Please rewrite the part of the records below that opens with the line containing "Drop a pin on every instance of the sky" and closes with the line containing "x=198, y=175", including both of those lines and leaving every request unchanged. Scale each answer coordinate by 1.45 and round it to a whole number, with halves going up.

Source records
—————

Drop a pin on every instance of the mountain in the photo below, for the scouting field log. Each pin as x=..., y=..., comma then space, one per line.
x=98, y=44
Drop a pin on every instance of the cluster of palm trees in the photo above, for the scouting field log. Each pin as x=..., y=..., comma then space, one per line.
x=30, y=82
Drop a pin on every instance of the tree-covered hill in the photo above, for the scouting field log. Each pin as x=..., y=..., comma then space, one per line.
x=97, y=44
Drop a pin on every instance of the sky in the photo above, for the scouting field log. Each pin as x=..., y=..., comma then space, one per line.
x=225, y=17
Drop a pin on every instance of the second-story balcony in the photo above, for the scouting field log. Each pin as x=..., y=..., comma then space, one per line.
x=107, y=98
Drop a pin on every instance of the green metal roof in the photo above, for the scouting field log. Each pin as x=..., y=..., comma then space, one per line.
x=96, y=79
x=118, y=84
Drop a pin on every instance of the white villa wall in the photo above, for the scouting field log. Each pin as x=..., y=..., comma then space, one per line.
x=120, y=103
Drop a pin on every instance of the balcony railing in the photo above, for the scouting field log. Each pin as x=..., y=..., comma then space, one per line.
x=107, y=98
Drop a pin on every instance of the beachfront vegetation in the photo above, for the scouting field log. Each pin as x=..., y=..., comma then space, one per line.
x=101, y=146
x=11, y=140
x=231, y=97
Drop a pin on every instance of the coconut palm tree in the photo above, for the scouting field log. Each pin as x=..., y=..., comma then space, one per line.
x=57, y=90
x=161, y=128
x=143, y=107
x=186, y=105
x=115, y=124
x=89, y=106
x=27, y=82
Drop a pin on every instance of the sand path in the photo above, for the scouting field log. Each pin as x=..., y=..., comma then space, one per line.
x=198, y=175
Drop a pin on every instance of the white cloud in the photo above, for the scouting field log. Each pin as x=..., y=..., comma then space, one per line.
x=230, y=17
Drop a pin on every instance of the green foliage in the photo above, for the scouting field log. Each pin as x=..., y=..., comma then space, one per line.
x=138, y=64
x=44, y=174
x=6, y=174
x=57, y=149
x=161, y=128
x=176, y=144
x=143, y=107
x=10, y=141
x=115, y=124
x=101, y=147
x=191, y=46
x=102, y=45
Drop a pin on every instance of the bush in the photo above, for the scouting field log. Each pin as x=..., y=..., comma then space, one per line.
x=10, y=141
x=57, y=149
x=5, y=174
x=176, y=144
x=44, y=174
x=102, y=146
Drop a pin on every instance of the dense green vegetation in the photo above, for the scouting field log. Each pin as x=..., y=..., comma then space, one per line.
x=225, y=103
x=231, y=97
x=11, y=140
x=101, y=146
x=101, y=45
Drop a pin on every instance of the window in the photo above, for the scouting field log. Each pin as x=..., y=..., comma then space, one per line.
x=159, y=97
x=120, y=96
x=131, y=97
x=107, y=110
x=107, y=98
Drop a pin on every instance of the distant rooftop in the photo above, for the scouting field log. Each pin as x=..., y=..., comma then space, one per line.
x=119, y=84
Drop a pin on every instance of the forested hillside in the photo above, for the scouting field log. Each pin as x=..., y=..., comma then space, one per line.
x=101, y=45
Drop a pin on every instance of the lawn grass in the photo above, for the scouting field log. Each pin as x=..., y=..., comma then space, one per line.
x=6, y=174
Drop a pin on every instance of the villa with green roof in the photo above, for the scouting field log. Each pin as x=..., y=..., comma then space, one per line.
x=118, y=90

—————

* The output *
Drop a pin on every instance of the sky in the photo above, for the scouting field log. Each pin as x=..., y=..., comma then space, one per line.
x=326, y=25
Drop a pin on every instance of the second-story balcony in the photo above, for the scouting field log. Each pin as x=..., y=..., comma then space, one per line.
x=155, y=142
Drop a pin on every instance of the green metal roof in the photo above, for the scouting field log. Each pin as x=..., y=..., comma then space, one per line.
x=139, y=115
x=171, y=122
Drop a pin on every instance of the white villa wall in the photo above, for the scouting field log. Each pin as x=..., y=..., comma then space, one per line.
x=174, y=149
Drop a pin on every instance of the balcony railing in the photo above, for the scouting field log. Each pin as x=..., y=..., comma then space, one per line.
x=155, y=142
Drop a pin on every instance of the beachfront vegetation in the photo above, for the scouting field log. Each pin as x=..., y=..., comma then space, one per line.
x=146, y=212
x=16, y=203
x=335, y=141
Drop a pin on every instance of the coconut palm tree in the photo above, for the scouting field log. Each pin as x=..., y=..., comma then space, one per line.
x=83, y=131
x=233, y=186
x=207, y=155
x=270, y=152
x=167, y=180
x=129, y=154
x=39, y=119
Drop a pin on every instance of the sand path in the photo above, for the scouting field log. Each pin as x=..., y=..., comma then space, one per line.
x=287, y=254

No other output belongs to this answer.